Pemerintah kota Palu juga kemudian melakukan kerjasama dengan beberapa
institusi pemerintah yaitu KOMNAS HAM, KOMNAS Perempuan, dan LPSK untuk
memperkuat “pelaksaan pemajuan, perlindungan, penegakan dan pemenuhan hak asasi
manusia di kota Palu”.
Dalam rangka momentum Hari HAM yang diperingati setiap tanggal 10 Desember,
SKP-HAM Sulawesi Tengah bekerja sama dengan Pemerintah Kota Palu mengadakan
beberapa kegiatan selama empat hari mulai tanggal 19-22 Januari 2014. Rangkaian
kegiatan tersebut mengambil tema “Hak Asasi Manusia dan Kebijakan Pemerintah
Daerah”. Kegiatan yang dilaksanakan semala 4 hari tersebut adalah Pameran Foto,
Pembacaan Puisi, Pemutaran Film, Diskusi, Dengar Kesaksian dan Peluncuran buku.
Rangkaian kegiatan tersebut dilaksanakan di Taman Budaya Sulawesi Tengah yang
terletak di Jalan Abdullah Raqie, Kelurahan Lere, Kecamatan Palu Barat
Pameran foto berisi foto-foto korban hasil verifikasi yang dilakukan oleh
SKP-HAM, foto-foto dokumen (surat pembebasan, surat panggilan, dan lain-lain),
foto surat-surat pribadi korban kepada keluarga, dan foto-foto selama korban
menjalani masa penahanan dan kerja paksa. Pameran ini merupakan buah kerja sama
SKP-HAM dan Emhan Saja dari Yayasan Tadulako.Pemutaran Film yang dilaksanakan
adalah pemutaran film “Senyap” karya Joshua Oppenheimer dan sebuah film yang
bercerita tentang Lekra.

- - - - -

> [Instruksi yang Diberikan] Tuliskan lanjutan teks tentang peringatan Hari HAM di Kota Palu, dimulai setelah kalimat terakhirnya. Baris-baris di bawah ini merupakan bahan tersendiri dan tidak berkaitan dengan petikan tersebut.

- - - - -

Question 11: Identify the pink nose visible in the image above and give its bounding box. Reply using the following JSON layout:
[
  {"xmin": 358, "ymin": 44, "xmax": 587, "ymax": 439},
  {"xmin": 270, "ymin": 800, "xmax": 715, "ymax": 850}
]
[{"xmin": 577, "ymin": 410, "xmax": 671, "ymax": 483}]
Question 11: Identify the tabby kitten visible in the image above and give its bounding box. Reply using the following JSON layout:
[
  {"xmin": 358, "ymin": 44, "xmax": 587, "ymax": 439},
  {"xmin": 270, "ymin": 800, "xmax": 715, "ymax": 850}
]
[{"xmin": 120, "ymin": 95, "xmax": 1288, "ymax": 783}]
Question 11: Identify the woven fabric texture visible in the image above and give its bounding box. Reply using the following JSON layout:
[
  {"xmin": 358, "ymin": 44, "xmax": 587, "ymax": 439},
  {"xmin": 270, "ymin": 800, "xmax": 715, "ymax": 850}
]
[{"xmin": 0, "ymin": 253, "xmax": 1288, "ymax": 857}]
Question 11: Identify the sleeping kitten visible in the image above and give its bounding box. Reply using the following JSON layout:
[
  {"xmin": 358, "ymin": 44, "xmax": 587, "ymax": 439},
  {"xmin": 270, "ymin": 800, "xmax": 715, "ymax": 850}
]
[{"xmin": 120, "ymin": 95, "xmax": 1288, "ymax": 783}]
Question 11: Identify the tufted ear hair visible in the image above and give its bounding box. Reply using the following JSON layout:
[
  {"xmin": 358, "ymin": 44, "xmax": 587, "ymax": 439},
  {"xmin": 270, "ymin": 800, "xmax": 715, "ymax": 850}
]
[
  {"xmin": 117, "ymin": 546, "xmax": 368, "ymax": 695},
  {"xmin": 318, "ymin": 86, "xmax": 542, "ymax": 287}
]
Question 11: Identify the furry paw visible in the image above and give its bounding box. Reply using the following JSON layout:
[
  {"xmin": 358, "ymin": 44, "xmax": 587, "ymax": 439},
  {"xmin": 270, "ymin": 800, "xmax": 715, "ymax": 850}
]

- - - - -

> [Keluaran yang Diharapkan]
Kegiatan dengar kesaksian yang dilaksanakan menghadirkan lima orang
perwakilan korban dari lima kecamatan di kota Palu yang menjadi lokasi
verifikasi yaitu Kecamatan Tawaeli, Kecamatan Palu Utara, Kecamatan Palu Timur,
Kecamatan Mantikulore, dan Kecamatan Palu Selatan. Dengar Kesaksian ini bukan
yang pertama kali dilakukan oleh SKP-HAM Sulawesi Tengah. Pada tahun 2012,
SKP-HAM dan KKPK pernah mengadakan kegiatan serupa. Dengar Kesaksian merupakan
ruang bagi korban untuk berbicara mengenai ketidak adilan yang menimpa mereka,
sekaligus menjadi ruang untuk menyuarakan tuntutan mereka.
Dengar kesaksian kali ini akan dihadiri oleh perwakilan negara yang terdiri
dari Komnas HAM, LPSK, dan Komnas Perempuan. Perwakilan pemerintah Kota Palu
yang terdiri dari Walikota Palu, dan Bappeda Kota Palu. Perwakilan warga kota
Palu yang terdiri dari Budayawan (Dra.
Hj. Intje Mawar L. Abdullah) dan Sejarawan (Wilman Darsono Lumangino).
Perwakilan warga dan koalisi LSM HAM nasional (KKPK dan AJAR). Kegiatan ini
juga akan dihadiri oleh pemerintah lokal, lembaga agama, tokoh adat, organisasi
perempuan, pemuda, asosiasi veteran, asosiasi guru, partai politik lokal,
aparat keamanan, organisasi korban, pelajar, kalangan akademisi, dan media.
Kegiatan yang akan menutup rangkaian peringatan hari HAM tersebut adalah
peluncuran sekaligus diskusi buku “Menemukan Kembali Indonesia”. Buku ini
merupakan hasil kerja KKPK selama 2 tahun (2012-20140 untuk mengumpulkan
dokumentasi, mengurai persoalan, mendengarkan suara-suara korban, membangun
kerjasama dengan pemerintah di tingkat lokal dan nasional hingga membangun
diskusi dengan kelompok muda. Buku ini memiliki satu tujuan yaitu mencari jalan
keluar menuju Indonesia yang lebih baik ke depan.
Proses kerja keras selama dua tahun tersebut berhasil mengumpulkan ribuan
kasus pelanggaran HAM di seluruh Indonesia juga Timor Leste (sebelum jajak
pendapat). Ribuan persoalan pelanggaran HAM tersebut termasuk di dalamnya
kasus-kasus pelanggaran HAM yang pernah terjadi di Sulawesi Tengah. Buku ini
mengajak seluruh anak bangsa untuk melihat lebih dalam, lebih jujur terhadap
sejarah kelam bangsa kita.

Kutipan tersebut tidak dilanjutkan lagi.